* begin Source data *

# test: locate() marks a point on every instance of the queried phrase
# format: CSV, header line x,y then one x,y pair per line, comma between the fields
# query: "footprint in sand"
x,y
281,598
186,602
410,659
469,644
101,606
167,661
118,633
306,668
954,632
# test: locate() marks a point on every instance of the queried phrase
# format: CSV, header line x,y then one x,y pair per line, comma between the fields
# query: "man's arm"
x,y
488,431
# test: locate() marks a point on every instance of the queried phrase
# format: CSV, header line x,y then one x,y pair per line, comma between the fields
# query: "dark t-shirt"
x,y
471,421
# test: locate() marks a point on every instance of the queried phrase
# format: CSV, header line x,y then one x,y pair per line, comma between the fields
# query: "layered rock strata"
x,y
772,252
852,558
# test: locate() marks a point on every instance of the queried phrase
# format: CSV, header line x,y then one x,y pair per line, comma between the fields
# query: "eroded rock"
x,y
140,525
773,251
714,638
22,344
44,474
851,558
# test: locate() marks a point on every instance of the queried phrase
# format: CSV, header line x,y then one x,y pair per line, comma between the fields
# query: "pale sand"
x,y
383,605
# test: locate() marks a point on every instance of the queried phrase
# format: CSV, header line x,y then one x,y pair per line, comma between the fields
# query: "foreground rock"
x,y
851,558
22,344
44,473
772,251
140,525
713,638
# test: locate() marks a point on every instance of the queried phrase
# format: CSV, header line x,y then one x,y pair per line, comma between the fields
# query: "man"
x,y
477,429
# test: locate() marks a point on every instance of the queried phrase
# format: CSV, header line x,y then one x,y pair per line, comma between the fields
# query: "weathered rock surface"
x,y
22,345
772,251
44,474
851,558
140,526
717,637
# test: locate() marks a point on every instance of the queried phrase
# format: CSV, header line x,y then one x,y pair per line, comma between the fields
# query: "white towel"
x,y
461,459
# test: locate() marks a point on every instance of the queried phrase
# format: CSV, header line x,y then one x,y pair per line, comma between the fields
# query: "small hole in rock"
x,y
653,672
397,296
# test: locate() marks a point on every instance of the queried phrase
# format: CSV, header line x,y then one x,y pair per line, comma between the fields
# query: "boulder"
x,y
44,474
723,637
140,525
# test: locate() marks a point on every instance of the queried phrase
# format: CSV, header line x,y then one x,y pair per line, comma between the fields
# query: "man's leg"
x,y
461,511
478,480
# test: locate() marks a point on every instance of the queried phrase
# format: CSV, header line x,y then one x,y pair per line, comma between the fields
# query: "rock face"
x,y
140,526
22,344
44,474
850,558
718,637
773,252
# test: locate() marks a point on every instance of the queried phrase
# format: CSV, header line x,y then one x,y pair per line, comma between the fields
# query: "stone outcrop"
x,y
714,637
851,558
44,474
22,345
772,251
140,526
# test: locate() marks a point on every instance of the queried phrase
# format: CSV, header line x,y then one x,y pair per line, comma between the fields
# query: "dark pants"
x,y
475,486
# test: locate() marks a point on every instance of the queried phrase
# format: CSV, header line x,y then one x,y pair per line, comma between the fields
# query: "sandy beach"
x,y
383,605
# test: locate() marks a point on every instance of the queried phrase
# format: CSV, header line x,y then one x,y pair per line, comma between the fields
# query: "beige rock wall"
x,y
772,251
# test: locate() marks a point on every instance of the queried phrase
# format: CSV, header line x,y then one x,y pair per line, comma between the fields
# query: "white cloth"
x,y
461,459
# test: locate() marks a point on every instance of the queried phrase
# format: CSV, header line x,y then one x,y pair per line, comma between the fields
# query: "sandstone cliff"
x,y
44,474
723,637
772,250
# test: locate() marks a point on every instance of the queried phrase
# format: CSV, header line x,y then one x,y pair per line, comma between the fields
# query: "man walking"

* end Source data *

■ What is expected ■
The records above are to be copied in full, exactly as written.

■ Worked solution ■
# test: locate() marks a point on every instance of the queried phrase
# format: CSV, header line x,y then one x,y pair per line, comma between the fields
# query: "footprint in sand"
x,y
281,598
186,602
410,659
469,644
101,606
167,661
118,633
306,668
954,632
# test: locate() marks a point on every instance of the queried phrase
# format: CSV, header line x,y then one x,y pair per line, comma between the fields
# query: "man's arm"
x,y
488,431
# test: locate() marks a point on every instance of the queried phrase
# format: CSV, header line x,y then one x,y pair per line, comma between the fields
# query: "dark t-shirt"
x,y
471,421
# test: locate() marks a point on every instance of the queried phrase
# format: CSV, header line x,y then one x,y pair per line, comma between the fields
# query: "layered rock strata"
x,y
772,252
852,558
# test: locate() marks a point on every instance of the queried phrase
# format: CSV, header line x,y then one x,y pair per line, comma between the fields
# query: "eroded rock"
x,y
140,525
773,251
714,638
22,344
44,474
851,558
# test: locate() marks a point on every instance of the queried phrase
# format: CSV, header line x,y then one x,y pair per line, comma between the fields
# query: "pale sand"
x,y
383,605
# test: locate() marks a point on every instance of the queried phrase
# format: CSV, header line x,y then one x,y pair per line, comma between the fields
# query: "foreground rock"
x,y
851,558
22,344
44,473
772,251
140,525
713,638
# test: locate() marks a point on every instance of the queried phrase
# format: CSV, header line x,y then one x,y pair per line, comma between the fields
# query: "man"
x,y
477,429
# test: locate() marks a point on every instance of the queried phrase
# format: CSV, header line x,y then one x,y pair per line, comma between the fields
# query: "weathered rock surface"
x,y
22,345
772,251
44,474
851,558
140,526
717,637
# test: locate() marks a point on every instance of the queried phrase
# format: CSV, header line x,y then one x,y pair per line, comma between the fields
# query: "white towel"
x,y
461,459
# test: locate() marks a point on every instance of the queried phrase
# format: CSV, header line x,y then one x,y pair per line, comma between the fields
# query: "small hole in rock"
x,y
653,672
397,296
# test: locate() marks a point on every instance of the queried phrase
# format: CSV, header line x,y then one x,y pair per line, comma between the fields
# query: "boulder"
x,y
44,474
723,637
140,525
# test: locate() marks a point on every instance of the queried phrase
# format: CSV, header line x,y then one x,y pair per line, comma between the fields
# query: "man's leg"
x,y
461,511
478,480
# test: locate() marks a point on every instance of the queried phrase
# format: CSV, header line x,y then one x,y pair per line, comma between the fields
# query: "rock face"
x,y
140,526
22,344
44,474
850,558
718,637
773,252
# test: locate() marks a point on every instance of the queried phrase
# format: CSV, header line x,y then one x,y pair per line, comma between the fields
# query: "stone outcrop"
x,y
714,637
851,558
44,474
22,345
772,251
140,526
# test: locate() marks a point on every instance of the queried phrase
# format: CSV, header line x,y then one x,y pair per line, comma between the fields
# query: "dark pants"
x,y
475,486
# test: locate() marks a point on every instance of the queried phrase
# format: CSV, header line x,y then one x,y pair per line, comma between the fields
# query: "sandy beach"
x,y
383,605
# test: locate() marks a point on every instance of the queried phrase
# format: CSV, header line x,y then one x,y pair per line, comma between the fields
# query: "beige rock wall"
x,y
772,251
# test: locate() marks a point on every instance of the queried phrase
# format: CSV, header line x,y then one x,y pair per line, comma between the fields
# query: "white cloth"
x,y
461,459
# test: locate() marks a point on every instance of the queried phrase
# format: CSV, header line x,y then one x,y pair per line, comma between the fields
# query: "sandstone cliff"
x,y
44,474
723,637
772,250
# test: locate() marks a point on every instance of the queried phrase
# format: CSV, header line x,y then one x,y pair per line, comma between the fields
# query: "man walking"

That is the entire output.